**Tâche à faire 1**
Traduisez en anglais, s'il vous plaît, la phrase suivante de l'extrait sur Zouc : « Cerner Zouc l’incontournable relève de l’impossible. »
**Tâche à faire 2**
Mettez à jour le passage de l'extrait sur Zouc qui va de "Le constat est" à "légendaire robe noire." en remplaçant "robe noire" par "robe rouge".

**Extrait du texte**
--*--

De cette folie de jeunesse, son corps, gros de mille blessures et personnages, s’est toujours imprégné. C’est un ogre disaient d’elle les uns. Pas du tout leur répond aujourd’hui Maryline Desbiolles qui explique la corpulence de la comédienne par le succès de ses spectacles: «Zouc nous avale».

Le constat est chargé d’admiration à l’égard de cette «femme drôle» dont le rire fait peur à cause de ce qu’il ouvre: «le placard de Barbe-Bleue». Les fantômes surgis sont nombreux comme Zouc, comédienne multiple, unique néanmoins dans son éternelle et légendaire robe noire.

Que porte-t-elle aujourd’hui, Zouc? Des couches et des couches… du passé, que Maryline Desbiolles enlève les unes après les autres, histoire d’interroger sa mémoire de spectatrice. Dans les années 1970, elle voit l’humoriste à la télévision, pour la première fois. «Une apparition inquiétante» qu’elle retrouvera quelque temps plus tard au théâtre du Casino, à Nice, sans jamais pouvoir expliquer cette étrangeté qui accompagne la comédienne.

Imaginaire collectif et terrain intime

Cerner Zouc l’incontournable relève de l’impossible. «Le nom, par quel bout le prendre, le grand Z, le petit c?», se demande l’auteure à la première ligne de son livre. Va donc pour un portrait impressionniste qui fait sauter les verrous de la réalité, se jouant de la figure de Zouc, la faisant glisser sur la scène de l’imaginaire collectif, puis sur le terrain de l’intime.

A cause du «z qui fend l’air», Zouc est comme Zorro. Et à cause de son accent, elle est comme les parents de Maryline Desbiolles. «L’accent de Zouc. Un accent qui m’est étranger bien qu’il soit celui de ma famille, presque celui de ma famille qui n’est pas suisse comme Zouc mais savoyarde», écrit l’auteure.

Proximité géographique de l’une et de l’autre. Mais complicité spirituelle aussi qui fait de la mère et de la grand-mère de Maryline des femmes drôles, drôles comme Zouc dont le rire est «baigné de désespoir».

«Je ne parle pas du désespoir intime, mais de celui du siècle, note l’auteure. Avec Fernand Reynaud et Bourvil on rit comme avant guerre (…). Zouc est née dans la connaissance du néant, le creusement des charniers, les fosses et les tas, tas de corps et le vide encore pire de leur brûlage».

--*--

**Liste des items**

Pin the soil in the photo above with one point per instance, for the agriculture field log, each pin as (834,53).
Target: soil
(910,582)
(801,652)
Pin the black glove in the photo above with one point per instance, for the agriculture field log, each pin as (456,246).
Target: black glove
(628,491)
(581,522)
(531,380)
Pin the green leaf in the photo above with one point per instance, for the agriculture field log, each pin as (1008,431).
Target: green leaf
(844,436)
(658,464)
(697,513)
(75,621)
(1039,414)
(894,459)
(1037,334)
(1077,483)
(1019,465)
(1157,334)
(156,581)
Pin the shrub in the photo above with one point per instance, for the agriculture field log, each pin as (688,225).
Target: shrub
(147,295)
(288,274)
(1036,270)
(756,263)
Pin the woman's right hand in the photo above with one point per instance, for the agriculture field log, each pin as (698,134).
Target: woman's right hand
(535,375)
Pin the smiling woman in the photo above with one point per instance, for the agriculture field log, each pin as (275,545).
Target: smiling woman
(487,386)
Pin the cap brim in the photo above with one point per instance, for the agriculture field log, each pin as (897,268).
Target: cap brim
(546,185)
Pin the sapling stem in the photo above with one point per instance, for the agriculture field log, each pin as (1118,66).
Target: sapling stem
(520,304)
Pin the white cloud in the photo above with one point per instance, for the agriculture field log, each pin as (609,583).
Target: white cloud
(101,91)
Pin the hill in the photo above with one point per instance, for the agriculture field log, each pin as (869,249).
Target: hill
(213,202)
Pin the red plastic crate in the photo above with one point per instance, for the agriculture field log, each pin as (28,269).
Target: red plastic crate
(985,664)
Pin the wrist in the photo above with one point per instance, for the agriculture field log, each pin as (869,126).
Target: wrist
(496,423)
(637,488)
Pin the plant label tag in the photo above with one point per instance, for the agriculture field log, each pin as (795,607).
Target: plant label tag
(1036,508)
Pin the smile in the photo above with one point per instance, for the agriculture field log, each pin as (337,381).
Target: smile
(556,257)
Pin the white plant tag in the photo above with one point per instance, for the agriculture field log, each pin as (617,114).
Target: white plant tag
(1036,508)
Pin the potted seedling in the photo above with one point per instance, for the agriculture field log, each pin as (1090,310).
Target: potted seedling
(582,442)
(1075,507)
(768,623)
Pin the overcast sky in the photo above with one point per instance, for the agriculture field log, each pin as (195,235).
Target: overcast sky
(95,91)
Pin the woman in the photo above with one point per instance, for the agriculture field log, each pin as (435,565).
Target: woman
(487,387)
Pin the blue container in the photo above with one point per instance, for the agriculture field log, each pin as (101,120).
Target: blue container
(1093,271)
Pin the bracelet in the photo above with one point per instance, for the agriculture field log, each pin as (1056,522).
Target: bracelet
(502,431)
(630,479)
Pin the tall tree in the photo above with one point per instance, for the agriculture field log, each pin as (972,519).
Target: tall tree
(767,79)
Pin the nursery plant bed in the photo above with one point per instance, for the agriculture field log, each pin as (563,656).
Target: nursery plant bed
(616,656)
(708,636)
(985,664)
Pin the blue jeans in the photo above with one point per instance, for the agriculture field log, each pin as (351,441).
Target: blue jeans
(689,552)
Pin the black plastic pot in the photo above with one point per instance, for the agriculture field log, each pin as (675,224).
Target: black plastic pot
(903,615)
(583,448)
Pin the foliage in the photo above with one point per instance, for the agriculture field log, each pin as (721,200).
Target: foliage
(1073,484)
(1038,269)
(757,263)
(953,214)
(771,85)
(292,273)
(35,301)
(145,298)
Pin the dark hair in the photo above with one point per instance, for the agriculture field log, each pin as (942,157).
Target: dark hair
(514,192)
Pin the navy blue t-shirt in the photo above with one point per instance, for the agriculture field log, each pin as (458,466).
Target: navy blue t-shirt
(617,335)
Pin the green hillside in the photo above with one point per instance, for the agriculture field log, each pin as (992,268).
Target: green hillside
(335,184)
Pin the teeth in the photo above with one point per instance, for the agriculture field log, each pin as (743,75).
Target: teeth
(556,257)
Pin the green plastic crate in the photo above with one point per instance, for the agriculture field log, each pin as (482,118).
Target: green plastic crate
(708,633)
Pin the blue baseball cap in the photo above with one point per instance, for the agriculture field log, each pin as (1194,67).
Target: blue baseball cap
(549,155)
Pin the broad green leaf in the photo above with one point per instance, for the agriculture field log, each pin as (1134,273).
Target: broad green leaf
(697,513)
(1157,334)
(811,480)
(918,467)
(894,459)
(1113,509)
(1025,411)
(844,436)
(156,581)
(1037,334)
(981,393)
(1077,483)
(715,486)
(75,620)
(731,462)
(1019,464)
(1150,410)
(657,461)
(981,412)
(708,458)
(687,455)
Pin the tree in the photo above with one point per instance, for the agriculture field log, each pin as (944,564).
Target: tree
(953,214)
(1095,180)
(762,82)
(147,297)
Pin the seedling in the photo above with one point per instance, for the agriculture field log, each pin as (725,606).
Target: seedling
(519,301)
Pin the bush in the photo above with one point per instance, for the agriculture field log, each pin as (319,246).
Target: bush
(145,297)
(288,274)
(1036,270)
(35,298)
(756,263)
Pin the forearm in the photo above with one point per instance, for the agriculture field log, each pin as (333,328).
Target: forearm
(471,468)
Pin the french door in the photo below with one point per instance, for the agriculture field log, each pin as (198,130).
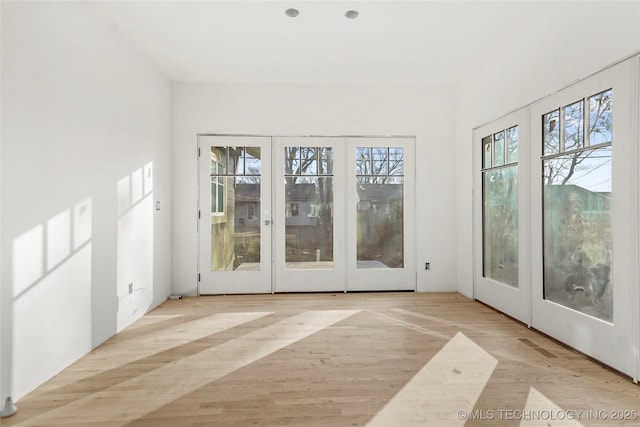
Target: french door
(556,216)
(501,217)
(584,217)
(305,214)
(234,224)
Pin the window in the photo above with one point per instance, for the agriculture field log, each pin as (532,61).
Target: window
(217,184)
(577,234)
(500,206)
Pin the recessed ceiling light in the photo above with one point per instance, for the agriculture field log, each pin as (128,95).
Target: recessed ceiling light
(352,14)
(292,13)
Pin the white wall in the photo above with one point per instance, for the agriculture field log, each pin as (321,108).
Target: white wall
(587,36)
(85,155)
(292,109)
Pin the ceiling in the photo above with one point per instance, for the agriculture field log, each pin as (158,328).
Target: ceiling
(409,42)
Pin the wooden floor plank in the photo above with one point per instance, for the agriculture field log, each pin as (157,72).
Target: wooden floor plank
(280,362)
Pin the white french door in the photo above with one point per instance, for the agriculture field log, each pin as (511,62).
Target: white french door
(309,222)
(306,214)
(501,215)
(584,217)
(381,214)
(234,224)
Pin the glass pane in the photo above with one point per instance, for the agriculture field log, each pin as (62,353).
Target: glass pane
(577,232)
(380,222)
(380,161)
(498,146)
(486,144)
(500,225)
(396,161)
(574,126)
(246,237)
(236,160)
(600,118)
(551,132)
(309,223)
(512,145)
(235,209)
(309,161)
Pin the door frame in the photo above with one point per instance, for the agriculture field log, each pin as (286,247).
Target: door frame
(259,281)
(581,331)
(409,278)
(513,301)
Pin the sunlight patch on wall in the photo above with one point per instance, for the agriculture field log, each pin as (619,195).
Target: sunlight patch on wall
(28,259)
(134,285)
(52,277)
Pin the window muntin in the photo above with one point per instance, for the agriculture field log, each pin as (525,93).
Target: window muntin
(577,191)
(379,207)
(235,190)
(308,207)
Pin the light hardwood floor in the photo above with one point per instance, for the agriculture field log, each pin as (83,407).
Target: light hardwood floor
(386,359)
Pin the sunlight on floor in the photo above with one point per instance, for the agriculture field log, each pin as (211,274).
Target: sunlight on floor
(449,383)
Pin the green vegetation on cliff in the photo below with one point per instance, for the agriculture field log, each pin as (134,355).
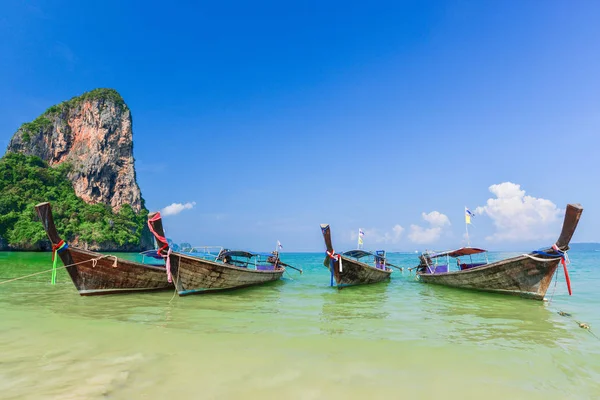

--*--

**Résultat attendu 1**
Pinning down the inescapable Zouc is impossible.

**Résultat attendu 2**
Le constat est chargé d’admiration à l’égard de cette «femme drôle» dont le rire fait peur à cause de ce qu’il ouvre: «le placard de Barbe-Bleue». Les fantômes surgis sont nombreux comme Zouc, comédienne multiple, unique néanmoins dans son éternelle et légendaire robe rouge.